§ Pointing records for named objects
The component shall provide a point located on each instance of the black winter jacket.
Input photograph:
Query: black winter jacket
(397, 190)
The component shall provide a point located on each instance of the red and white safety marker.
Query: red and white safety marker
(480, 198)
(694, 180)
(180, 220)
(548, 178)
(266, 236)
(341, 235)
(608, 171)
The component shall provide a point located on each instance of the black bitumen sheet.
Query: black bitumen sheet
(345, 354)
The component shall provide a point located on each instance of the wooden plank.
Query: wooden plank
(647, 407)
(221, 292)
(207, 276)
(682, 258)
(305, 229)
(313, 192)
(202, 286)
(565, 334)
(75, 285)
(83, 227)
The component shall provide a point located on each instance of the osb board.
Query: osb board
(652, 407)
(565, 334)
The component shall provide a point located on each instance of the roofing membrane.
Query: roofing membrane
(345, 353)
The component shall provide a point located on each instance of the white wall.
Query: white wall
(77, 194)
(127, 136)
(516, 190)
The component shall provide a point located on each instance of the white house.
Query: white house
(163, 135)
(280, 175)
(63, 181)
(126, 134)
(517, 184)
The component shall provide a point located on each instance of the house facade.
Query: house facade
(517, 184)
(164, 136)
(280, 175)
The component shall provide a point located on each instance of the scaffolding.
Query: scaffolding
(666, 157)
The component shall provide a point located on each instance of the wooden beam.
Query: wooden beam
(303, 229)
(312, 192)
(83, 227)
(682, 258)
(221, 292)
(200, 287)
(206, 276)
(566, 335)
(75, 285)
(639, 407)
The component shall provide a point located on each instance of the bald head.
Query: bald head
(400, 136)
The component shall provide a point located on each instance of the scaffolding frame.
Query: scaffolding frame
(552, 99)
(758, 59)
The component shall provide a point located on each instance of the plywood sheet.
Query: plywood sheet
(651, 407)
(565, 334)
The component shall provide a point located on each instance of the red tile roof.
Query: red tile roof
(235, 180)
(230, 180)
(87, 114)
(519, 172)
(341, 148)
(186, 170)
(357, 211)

§ Task statement
Could you write out every one of the items above, line for line and word for word?

§ Output for this task
The component shall provide a point located on each instance of the black winter jacket.
Input photograph:
Query: black winter jacket
(397, 190)
The component shall provide a point located on each instance of the red and white safety marker.
Query: red and white safety marker
(480, 198)
(694, 180)
(180, 220)
(548, 178)
(266, 236)
(341, 235)
(608, 171)
The component shall provide a point located on each instance of the black bitumen sheet.
Query: black bitumen sheet
(345, 354)
The component shall provide a point located on each instance of the wooden plank.
Query: wooden plank
(647, 407)
(221, 292)
(207, 276)
(682, 258)
(305, 229)
(313, 192)
(202, 286)
(565, 334)
(75, 285)
(83, 227)
The component shall provide a point located on each instance of the osb board.
Query: osb board
(652, 407)
(565, 334)
The component shall provide a point located on each instance of the roofing membrane.
Query: roofing membrane
(345, 353)
The component shall provide a point located on each instance of the white wall.
Query: white wall
(77, 194)
(127, 136)
(516, 190)
The component shall provide a point located on each instance of the white house.
Query: white house
(163, 135)
(280, 175)
(63, 181)
(126, 134)
(517, 184)
The component shall provide a point located on each instance of the house facade.
Query: house facade
(517, 184)
(164, 136)
(280, 175)
The component shall provide a point located on each instance of the scaffolding.
Query: scaffolding
(666, 157)
The component shall provide a point located on each instance of the wooden beam.
Query: wooden beam
(303, 229)
(312, 192)
(83, 227)
(682, 258)
(221, 292)
(200, 287)
(206, 276)
(566, 335)
(75, 285)
(639, 407)
The component shall provide a point located on each instance of the bald head.
Query: bald head
(400, 136)
The component shall provide a point located on each instance of the scaffolding frame.
Query: scaffolding frame
(552, 99)
(758, 59)
The component shall provide a point located on each instance of the plywood sheet.
Query: plywood sheet
(651, 407)
(565, 334)
The component shall provide a point located on each instance of the red tile roof.
Query: red tile roof
(235, 180)
(230, 180)
(87, 114)
(519, 172)
(341, 148)
(186, 170)
(357, 211)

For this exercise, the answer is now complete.